WHAT TO WORK ON. Write out the full listing exactly as given, minus the images.

SOURCE DATA.
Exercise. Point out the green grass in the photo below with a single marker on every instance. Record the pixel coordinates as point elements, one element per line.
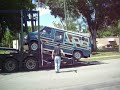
<point>3,52</point>
<point>104,56</point>
<point>96,54</point>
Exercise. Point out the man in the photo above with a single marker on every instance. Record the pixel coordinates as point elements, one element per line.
<point>56,55</point>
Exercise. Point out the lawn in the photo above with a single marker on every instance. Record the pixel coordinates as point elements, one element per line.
<point>104,55</point>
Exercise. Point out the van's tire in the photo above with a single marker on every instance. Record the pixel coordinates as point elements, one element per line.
<point>30,64</point>
<point>33,46</point>
<point>10,65</point>
<point>77,55</point>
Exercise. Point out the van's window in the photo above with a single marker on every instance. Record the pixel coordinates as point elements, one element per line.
<point>59,36</point>
<point>76,40</point>
<point>85,39</point>
<point>46,33</point>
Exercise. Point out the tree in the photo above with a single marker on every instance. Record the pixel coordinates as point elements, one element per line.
<point>12,20</point>
<point>97,12</point>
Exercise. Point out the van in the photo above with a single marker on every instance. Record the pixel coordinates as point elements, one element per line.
<point>73,44</point>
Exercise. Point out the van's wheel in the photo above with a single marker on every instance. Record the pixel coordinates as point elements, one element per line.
<point>33,46</point>
<point>31,64</point>
<point>10,65</point>
<point>77,55</point>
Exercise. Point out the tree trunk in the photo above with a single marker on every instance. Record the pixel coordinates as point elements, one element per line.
<point>119,41</point>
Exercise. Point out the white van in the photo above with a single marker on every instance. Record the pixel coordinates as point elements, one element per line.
<point>73,44</point>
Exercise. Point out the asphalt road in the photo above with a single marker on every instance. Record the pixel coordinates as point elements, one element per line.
<point>103,75</point>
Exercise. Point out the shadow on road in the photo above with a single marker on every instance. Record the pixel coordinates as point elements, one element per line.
<point>48,68</point>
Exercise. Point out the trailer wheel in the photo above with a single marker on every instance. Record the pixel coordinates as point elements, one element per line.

ANSWER TO THIS TASK.
Exercise. Point out the green grass in the photo below with a single marker on every instance. Record the pixel coordinates as point elements, one element per line.
<point>3,52</point>
<point>104,56</point>
<point>96,54</point>
Exercise. Point out the man in the photo above with a single marker on every instance. Record the pixel coordinates as point elements, one element per line.
<point>56,55</point>
Exercise. Point out the lawn in the photo above with a single marker on every instance. Record the pixel coordinates as point elements, one element per line.
<point>104,55</point>
Exercise. Point out the van's tire in the photo above with a single marker on every instance. Record the pixel coordinates as point elements, one element per line.
<point>30,64</point>
<point>33,46</point>
<point>10,65</point>
<point>77,55</point>
Exercise. Point out the van's window in the photo above with a single marker on every instance. Record the pixel coordinates as point elements, one element per line.
<point>59,36</point>
<point>76,40</point>
<point>85,39</point>
<point>46,33</point>
Exercise. Point out the tree in the photo above with a single marker on every instance. Record the pixel coordinates as point elements, one element per line.
<point>12,20</point>
<point>97,12</point>
Exercise. Point out the van in the photo above with a single marker on every instance. Record the pixel coordinates as point elements, one element per line.
<point>73,44</point>
Exercise. Point out the van's wheel in the photo above with a single marker on every instance. Record the pixel coordinates as point elements, one element per line.
<point>33,46</point>
<point>31,64</point>
<point>10,65</point>
<point>77,55</point>
Exercise. Point out the tree trunk in the photo above with a single marker on every instance. Record the pixel coordinates as point elements, one element per line.
<point>119,41</point>
Exercise. Point out the white van in the photo above with a single marker on every instance. Record the pixel coordinates as point elements, one element per line.
<point>73,44</point>
Exercise. Point out the asphalt road in the photo above with a single marker on every instance. Record the pixel coordinates as point elements, one element per line.
<point>103,75</point>
Exercise. Point out the shadow on road in the photo above with a single marker on every instance. Record the pixel coordinates as point elements, one element per line.
<point>48,68</point>
Exercise. Point out the trailer wheel in the photo above with a single marker on every instance. Record the pixel coordinates as point elements, one element per line.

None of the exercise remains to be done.